Position identification records:
# # # # #
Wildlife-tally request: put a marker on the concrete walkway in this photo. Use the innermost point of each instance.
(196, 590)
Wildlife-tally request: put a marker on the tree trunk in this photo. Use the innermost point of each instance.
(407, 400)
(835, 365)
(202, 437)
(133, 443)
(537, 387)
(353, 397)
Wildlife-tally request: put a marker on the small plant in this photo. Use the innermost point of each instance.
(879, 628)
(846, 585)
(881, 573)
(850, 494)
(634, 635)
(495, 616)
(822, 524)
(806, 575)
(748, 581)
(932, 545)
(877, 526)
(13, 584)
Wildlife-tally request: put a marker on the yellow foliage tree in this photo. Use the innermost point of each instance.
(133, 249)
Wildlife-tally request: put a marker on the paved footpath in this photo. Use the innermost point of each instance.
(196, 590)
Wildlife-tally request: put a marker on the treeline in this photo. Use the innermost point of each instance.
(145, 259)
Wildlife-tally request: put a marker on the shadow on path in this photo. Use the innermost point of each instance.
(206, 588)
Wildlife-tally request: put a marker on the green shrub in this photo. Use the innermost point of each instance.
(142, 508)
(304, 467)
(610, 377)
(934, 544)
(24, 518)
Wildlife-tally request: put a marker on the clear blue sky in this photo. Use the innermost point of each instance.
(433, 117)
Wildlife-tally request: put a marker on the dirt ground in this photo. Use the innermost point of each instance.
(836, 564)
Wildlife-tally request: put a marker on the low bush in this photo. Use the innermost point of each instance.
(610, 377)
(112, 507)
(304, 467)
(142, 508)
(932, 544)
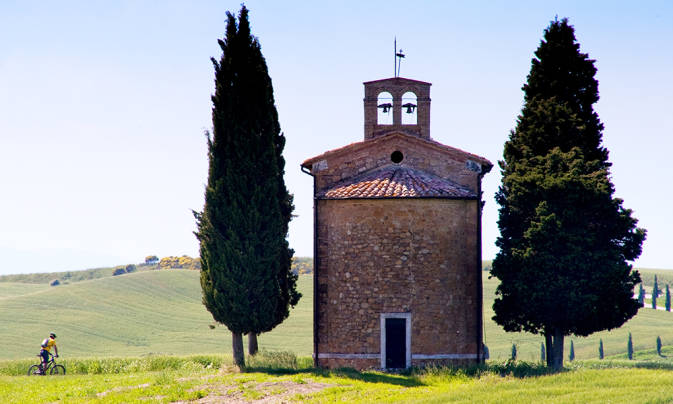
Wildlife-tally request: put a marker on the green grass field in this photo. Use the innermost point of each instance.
# # # # #
→ Exercise brief
Excluding the pictures, reproduce every entry exactly as given.

→ Task output
Wildlife-tally request: put a marker on the concrete walkway in this photo. Use the innermost point of each instance.
(196, 590)
Wildlife-tally request: put a marker on the tree trunk in this photo. Use the innermost point of each instance.
(407, 400)
(835, 365)
(202, 437)
(133, 443)
(537, 387)
(353, 397)
Wildlife-tally request: put a marker on the small plant in this photo. Use the innermost point of each instance.
(879, 628)
(846, 585)
(881, 573)
(850, 494)
(634, 635)
(495, 616)
(822, 524)
(806, 575)
(748, 581)
(932, 545)
(877, 526)
(13, 584)
Wildlife-tally request: put a marker on the yellow foliage tree in this photo. Use the innermost point of each instance.
(133, 249)
Wildlife-tally request: put a marker on the paved footpath in this photo. Use the innermost point of each instance.
(196, 590)
Wildlife-tally request: put a marker on the treeline in this photo. Use the innermost point of each instance.
(145, 259)
Wildlife-tally request: put a marker on the shadow on path in this photo. Use the innermost point of each instance.
(206, 588)
Wildlife-tally request: put a marker on the green shrub in this photo. Use the innermost point of each instance.
(142, 508)
(304, 467)
(610, 377)
(934, 544)
(24, 518)
Wildlife-tally request: put a marker on the clear blue sky in this photo. Use the innermost point of each instance.
(433, 117)
Wildlife-tally request: put a marker on the dirt ground in this photo. Use the innermost point of each instance.
(836, 564)
Wildlife-tally request: put a marker on the low bush in this photo. Use the innermost point of each instance.
(610, 377)
(112, 507)
(304, 467)
(142, 508)
(932, 544)
Wildlife-tally request: put a marker on the green grass field in this photo. Use the innermost point of each instance.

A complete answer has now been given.